» **Your objective**: Using the entries below, return word for word the lines from the one containing "written like (54,721)." up to and including the last.

» **Data shown**:

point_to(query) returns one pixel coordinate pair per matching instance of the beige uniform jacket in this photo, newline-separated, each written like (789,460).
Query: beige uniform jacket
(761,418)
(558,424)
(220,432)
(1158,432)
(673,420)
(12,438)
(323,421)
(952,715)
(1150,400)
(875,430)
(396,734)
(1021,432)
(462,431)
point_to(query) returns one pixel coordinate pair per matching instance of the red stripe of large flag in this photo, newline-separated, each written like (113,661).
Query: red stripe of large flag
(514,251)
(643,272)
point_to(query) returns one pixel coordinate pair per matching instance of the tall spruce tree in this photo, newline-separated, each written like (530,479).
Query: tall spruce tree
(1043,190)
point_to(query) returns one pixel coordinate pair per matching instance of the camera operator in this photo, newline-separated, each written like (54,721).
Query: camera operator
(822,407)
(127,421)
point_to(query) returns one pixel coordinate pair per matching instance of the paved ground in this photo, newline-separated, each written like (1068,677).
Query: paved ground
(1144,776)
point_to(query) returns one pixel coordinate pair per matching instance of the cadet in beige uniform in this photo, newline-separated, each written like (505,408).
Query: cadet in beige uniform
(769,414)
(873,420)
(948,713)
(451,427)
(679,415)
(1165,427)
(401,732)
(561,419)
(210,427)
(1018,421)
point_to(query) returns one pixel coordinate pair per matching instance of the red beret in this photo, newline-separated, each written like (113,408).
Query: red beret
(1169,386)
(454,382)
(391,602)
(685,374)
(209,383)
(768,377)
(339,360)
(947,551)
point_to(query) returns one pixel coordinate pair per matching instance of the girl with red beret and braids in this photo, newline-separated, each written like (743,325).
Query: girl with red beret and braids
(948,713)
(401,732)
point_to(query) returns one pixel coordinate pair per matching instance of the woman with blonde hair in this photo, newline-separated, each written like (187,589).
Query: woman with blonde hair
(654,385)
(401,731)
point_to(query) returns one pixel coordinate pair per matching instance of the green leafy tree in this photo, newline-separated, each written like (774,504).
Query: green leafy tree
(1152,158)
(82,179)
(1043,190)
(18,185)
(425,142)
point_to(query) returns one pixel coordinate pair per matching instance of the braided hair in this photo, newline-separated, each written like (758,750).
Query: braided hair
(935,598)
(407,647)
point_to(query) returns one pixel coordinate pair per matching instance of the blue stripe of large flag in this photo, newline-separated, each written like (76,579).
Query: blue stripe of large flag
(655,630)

» **Solved exercise**:
point_to(query) returns one pixel coordinate pair per matching instance of the camera operator in this photo, newline-separated, each written like (54,721).
Query: camera operator
(822,407)
(127,421)
point_to(query) returns one pixel coordinate pair per matching instance of the paved ground in this photo, newline-separated, each written like (1068,677).
Query: paved ground
(1144,776)
point_to(query) returns one pixel coordinate pair per matching instance of the cadet in beige uniform in this photo, newline-separated, each written like (505,408).
Query: cadet in beige uniform
(769,414)
(873,420)
(948,713)
(451,427)
(679,415)
(1165,427)
(401,732)
(561,419)
(210,427)
(1018,421)
point_to(query) returns one pixel coordinate pair per matching instance of the red beret in this photo, newline-separated, each written like (113,408).
Query: red beret
(1169,386)
(454,382)
(391,602)
(685,374)
(209,383)
(768,377)
(339,360)
(947,551)
point_to(query) returns one pixel coordinate pair per matching instance of the girl with red beret and braids in this photo, newline-separated, each written like (743,325).
Query: girl with red beret and braids
(948,713)
(401,732)
point_to(query) returns one pixel coordinate pair per matching instance of the woman with blonde hair in this photo, newline-separated, each written like (187,589).
Query: woman with blonde hair
(654,385)
(401,731)
point_to(query) returns one pixel coordinate pair per matching instance of the green leafy tree in this photo, newline-separated, each written like (774,504).
Query: green leafy tree
(1152,158)
(82,179)
(1043,190)
(18,185)
(425,142)
point_to(query) returns one pixel coordinate pair per matching instance of the braided hair in this photo, newline-separated, each written like (758,750).
Query: braided hair
(935,598)
(407,647)
point_to(query) returns one pixel coordinate pair per matching instance of the blue stripe of large flag in this photo, newline-separated, each written like (76,579).
Query: blue stripe of large flag
(655,630)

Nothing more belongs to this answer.